* [Records to use]:
__________

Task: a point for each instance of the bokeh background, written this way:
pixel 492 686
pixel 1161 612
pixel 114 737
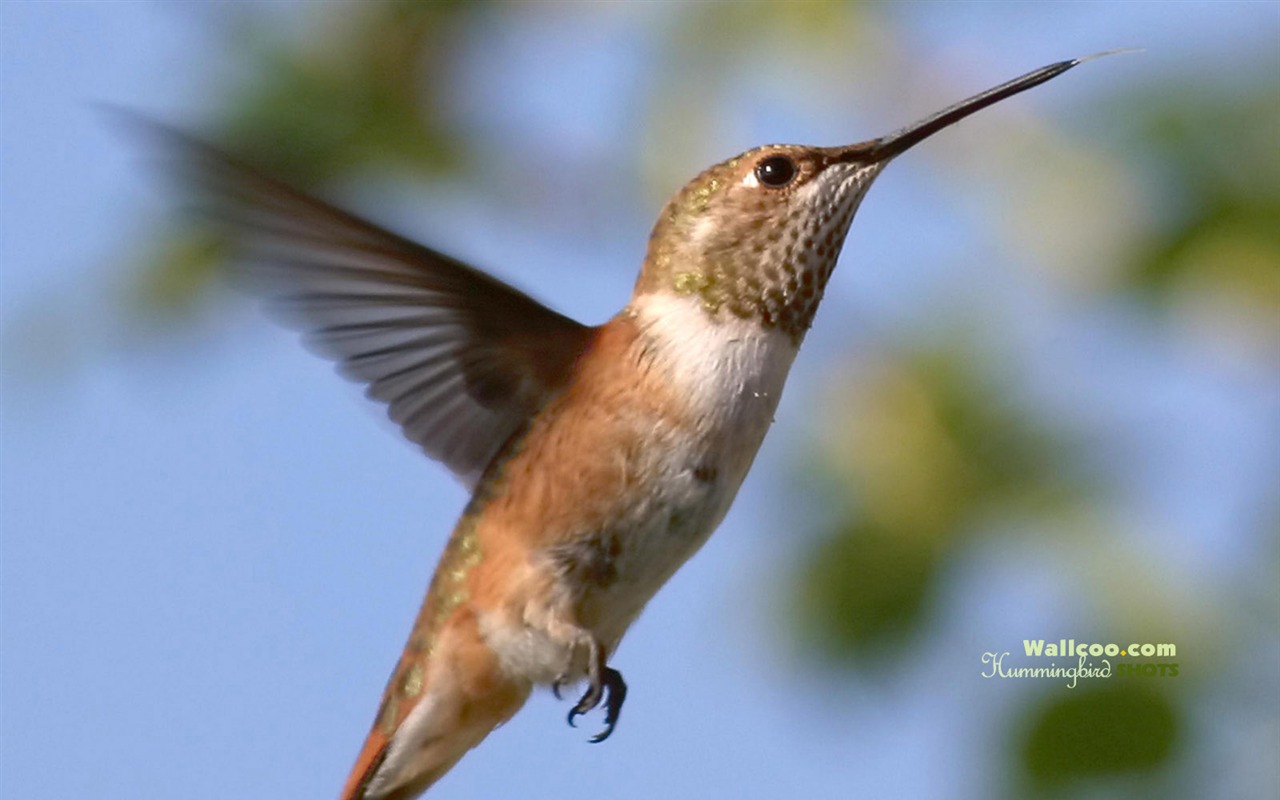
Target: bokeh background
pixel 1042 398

__________

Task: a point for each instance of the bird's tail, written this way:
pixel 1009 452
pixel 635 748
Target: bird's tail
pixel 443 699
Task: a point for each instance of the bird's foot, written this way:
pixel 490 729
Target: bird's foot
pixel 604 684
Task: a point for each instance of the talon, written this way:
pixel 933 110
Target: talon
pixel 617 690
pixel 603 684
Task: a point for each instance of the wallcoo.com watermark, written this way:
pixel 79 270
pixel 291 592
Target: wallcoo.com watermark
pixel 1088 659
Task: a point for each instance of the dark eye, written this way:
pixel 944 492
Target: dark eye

__________

* [Problem details]: Write out, word for word, the data from the line containing "Task: a point for each instance of the dark" through the line containing "Target: dark eye", with both of those lines included.

* [Task solution]:
Task: a point for each instance of the dark eye, written this way:
pixel 944 492
Target: dark eye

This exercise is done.